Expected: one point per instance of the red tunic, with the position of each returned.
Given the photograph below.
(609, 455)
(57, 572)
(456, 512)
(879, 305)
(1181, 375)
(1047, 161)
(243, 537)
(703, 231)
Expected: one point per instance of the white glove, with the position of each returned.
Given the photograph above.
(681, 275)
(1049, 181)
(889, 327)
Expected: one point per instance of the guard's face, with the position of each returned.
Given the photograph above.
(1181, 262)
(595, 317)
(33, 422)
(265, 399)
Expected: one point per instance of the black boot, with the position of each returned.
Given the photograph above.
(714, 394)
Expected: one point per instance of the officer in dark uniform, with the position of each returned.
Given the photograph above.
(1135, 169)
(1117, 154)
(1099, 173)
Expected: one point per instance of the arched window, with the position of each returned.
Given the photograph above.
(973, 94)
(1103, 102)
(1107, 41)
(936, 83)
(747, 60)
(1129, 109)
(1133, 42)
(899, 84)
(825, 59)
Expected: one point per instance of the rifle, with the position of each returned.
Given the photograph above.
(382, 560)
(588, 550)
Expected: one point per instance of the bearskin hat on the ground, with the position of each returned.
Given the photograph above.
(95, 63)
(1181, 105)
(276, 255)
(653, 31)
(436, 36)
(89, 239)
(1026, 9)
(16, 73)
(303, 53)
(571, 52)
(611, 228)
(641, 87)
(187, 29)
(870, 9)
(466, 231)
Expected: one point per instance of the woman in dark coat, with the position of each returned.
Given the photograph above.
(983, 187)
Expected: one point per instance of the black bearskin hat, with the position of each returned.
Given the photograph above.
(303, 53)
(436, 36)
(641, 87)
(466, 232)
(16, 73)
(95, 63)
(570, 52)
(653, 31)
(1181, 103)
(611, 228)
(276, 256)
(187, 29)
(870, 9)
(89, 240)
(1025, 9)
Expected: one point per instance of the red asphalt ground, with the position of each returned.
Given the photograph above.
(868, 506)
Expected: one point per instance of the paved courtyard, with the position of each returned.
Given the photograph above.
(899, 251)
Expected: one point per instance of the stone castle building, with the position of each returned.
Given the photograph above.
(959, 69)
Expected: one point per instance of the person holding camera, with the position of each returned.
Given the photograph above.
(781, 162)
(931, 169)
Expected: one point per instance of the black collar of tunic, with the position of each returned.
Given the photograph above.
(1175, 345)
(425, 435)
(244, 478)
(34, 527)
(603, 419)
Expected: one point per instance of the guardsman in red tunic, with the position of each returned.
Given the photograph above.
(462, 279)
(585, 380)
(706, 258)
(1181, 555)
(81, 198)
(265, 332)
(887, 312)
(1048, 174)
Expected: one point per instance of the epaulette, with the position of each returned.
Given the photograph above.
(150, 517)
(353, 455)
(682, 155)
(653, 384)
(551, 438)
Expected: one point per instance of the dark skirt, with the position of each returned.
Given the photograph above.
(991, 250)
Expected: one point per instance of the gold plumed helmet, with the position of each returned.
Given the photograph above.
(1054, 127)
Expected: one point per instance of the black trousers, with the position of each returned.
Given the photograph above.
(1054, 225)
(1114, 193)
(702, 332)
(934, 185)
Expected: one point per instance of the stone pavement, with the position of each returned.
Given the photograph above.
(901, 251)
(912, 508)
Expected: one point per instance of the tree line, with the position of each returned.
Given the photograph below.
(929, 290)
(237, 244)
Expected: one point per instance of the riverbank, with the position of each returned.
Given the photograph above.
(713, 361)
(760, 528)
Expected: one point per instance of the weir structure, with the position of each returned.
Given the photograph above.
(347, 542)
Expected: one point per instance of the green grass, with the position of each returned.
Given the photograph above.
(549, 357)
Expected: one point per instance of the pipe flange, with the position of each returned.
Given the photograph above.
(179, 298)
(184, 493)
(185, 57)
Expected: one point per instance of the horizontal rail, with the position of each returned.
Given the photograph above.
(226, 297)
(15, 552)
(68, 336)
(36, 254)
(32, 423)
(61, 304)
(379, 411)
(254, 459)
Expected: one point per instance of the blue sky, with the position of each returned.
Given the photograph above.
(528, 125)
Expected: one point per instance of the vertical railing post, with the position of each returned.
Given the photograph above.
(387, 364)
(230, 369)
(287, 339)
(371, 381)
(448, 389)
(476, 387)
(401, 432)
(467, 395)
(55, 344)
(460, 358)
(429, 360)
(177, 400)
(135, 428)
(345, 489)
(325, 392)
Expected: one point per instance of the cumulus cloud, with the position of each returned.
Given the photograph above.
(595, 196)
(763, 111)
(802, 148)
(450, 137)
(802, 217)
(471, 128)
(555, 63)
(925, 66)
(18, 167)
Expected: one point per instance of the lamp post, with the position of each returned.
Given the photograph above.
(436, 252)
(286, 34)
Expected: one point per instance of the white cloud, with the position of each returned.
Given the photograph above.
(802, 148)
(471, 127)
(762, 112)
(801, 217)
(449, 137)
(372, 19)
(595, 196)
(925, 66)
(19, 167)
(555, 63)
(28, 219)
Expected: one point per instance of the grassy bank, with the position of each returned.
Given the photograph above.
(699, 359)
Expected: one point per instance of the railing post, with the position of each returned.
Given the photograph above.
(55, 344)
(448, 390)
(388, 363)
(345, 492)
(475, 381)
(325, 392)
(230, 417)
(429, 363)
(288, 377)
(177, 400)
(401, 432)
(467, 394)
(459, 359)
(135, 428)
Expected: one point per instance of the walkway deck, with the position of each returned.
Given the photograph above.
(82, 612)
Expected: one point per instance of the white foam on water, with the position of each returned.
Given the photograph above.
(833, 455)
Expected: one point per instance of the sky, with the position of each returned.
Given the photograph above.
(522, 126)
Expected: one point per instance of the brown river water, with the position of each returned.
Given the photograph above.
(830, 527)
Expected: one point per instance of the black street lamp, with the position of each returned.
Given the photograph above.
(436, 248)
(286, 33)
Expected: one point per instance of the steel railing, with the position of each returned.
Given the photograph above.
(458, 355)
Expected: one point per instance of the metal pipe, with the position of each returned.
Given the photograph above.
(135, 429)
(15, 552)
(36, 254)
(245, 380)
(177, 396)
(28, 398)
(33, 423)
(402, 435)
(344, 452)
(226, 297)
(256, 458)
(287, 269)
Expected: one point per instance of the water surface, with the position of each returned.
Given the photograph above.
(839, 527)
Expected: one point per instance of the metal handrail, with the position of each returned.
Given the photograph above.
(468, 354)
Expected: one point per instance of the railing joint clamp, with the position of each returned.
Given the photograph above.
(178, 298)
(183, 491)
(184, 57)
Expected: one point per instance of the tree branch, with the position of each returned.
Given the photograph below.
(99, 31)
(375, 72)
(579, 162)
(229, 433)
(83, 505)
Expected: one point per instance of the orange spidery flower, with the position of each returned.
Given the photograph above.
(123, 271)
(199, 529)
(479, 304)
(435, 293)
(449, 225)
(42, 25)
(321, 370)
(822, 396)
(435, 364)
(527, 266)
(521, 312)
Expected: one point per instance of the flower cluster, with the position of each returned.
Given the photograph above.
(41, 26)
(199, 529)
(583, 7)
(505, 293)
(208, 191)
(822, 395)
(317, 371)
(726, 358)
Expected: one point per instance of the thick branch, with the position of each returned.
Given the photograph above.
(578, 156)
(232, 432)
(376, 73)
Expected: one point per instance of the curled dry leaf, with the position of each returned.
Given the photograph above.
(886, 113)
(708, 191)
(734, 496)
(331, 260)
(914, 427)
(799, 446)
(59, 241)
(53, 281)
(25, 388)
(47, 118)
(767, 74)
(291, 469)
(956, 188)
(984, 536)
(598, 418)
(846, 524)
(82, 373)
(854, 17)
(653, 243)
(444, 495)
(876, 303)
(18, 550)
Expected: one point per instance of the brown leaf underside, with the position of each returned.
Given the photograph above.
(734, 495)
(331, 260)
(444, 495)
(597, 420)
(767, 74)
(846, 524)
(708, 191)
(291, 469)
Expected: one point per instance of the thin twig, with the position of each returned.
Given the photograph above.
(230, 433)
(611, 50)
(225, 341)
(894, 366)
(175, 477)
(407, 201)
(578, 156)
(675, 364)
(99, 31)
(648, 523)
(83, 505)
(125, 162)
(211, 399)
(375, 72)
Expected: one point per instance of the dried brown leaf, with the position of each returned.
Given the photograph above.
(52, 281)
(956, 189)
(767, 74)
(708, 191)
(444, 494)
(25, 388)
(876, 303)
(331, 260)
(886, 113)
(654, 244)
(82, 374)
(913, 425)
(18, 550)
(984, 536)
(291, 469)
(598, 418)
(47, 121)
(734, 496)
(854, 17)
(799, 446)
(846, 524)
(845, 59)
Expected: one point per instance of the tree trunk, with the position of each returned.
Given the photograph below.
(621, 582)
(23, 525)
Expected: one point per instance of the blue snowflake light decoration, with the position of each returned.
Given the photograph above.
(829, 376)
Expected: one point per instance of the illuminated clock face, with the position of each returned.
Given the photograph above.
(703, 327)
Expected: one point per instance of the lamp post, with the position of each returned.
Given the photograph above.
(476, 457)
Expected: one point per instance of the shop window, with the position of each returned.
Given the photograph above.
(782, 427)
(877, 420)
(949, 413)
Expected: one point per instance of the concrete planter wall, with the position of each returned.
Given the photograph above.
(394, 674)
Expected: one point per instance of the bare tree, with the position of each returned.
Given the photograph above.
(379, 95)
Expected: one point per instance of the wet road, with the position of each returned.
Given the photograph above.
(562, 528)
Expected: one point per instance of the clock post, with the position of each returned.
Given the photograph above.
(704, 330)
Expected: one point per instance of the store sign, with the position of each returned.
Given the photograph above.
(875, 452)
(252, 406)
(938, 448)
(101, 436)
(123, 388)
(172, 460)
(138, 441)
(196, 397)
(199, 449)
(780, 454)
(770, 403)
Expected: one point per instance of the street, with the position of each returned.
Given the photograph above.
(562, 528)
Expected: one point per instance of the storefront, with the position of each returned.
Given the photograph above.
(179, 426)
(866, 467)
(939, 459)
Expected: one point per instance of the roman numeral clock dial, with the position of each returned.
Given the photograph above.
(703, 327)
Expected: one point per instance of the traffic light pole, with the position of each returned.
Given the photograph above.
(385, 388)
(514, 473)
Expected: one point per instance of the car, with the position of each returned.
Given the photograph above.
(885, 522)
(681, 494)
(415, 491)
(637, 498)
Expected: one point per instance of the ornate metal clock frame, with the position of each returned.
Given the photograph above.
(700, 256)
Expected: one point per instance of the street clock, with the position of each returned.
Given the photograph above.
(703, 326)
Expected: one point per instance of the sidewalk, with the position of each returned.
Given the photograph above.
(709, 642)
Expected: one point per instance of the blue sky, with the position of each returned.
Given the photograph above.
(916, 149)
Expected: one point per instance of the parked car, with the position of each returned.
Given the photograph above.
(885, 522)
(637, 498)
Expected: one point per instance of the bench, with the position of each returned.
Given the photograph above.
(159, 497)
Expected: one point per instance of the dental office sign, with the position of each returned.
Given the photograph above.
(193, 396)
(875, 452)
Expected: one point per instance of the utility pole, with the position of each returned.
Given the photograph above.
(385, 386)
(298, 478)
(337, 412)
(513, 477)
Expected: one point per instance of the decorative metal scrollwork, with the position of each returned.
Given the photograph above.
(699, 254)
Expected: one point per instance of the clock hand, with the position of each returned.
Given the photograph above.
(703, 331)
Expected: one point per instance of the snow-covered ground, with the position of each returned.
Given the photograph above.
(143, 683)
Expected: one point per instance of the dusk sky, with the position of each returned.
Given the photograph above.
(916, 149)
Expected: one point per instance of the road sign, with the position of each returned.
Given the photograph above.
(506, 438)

Written exercise:
Repeat only the stretch of lines that begins at the line containing "Expected: one point per instance of the car, with" and ends at the last line above, both included.

Solved problem:
Expected: one point per instance of the car, with the position of each returned.
Given the photograph above.
(885, 522)
(681, 494)
(415, 491)
(637, 498)
Expected: one point per instance of the ornate metal clock frame, with the position of each returned.
Given the photograph above.
(700, 256)
Expected: one point per instance of the street clock, with the position of each returned.
Given the photograph above.
(703, 326)
Expected: one point per instance of the sidewalk, with the position of each returned.
Given the photograph above.
(709, 642)
Expected: one point per instance of the blue sky, with the position of each returned.
Given the photograph above.
(916, 149)
Expected: one point per instance of the parked car, with the position of each returned.
Given the photograph above.
(885, 522)
(637, 498)
Expected: one point per instance of the bench, with the position of each returned.
Given the photograph above.
(159, 497)
Expected: one point per instance of the dental office sign, with the position of each returned.
Given the photograph above.
(193, 396)
(875, 452)
Expected: one point per instance of the utility pole, with the position of each returned.
Given the photograph above.
(385, 386)
(298, 478)
(337, 412)
(513, 477)
Expected: one point per instance of the decorative metal scrollwork, with the position of each returned.
Given the photograph above.
(699, 254)
Expected: one point per instance of the clock hand, with the position of each returned.
Given the photograph above.
(703, 331)
Expected: one point per instance of the snow-covered ground, with the position of each returned.
Given the photograph above.
(143, 683)
Expected: one point per instance of the dusk sky, with the position of each returned.
Given the photograph above.
(916, 149)
Expected: one point per instance of the road sign, with the position of each returned.
Given the photograph above.
(506, 438)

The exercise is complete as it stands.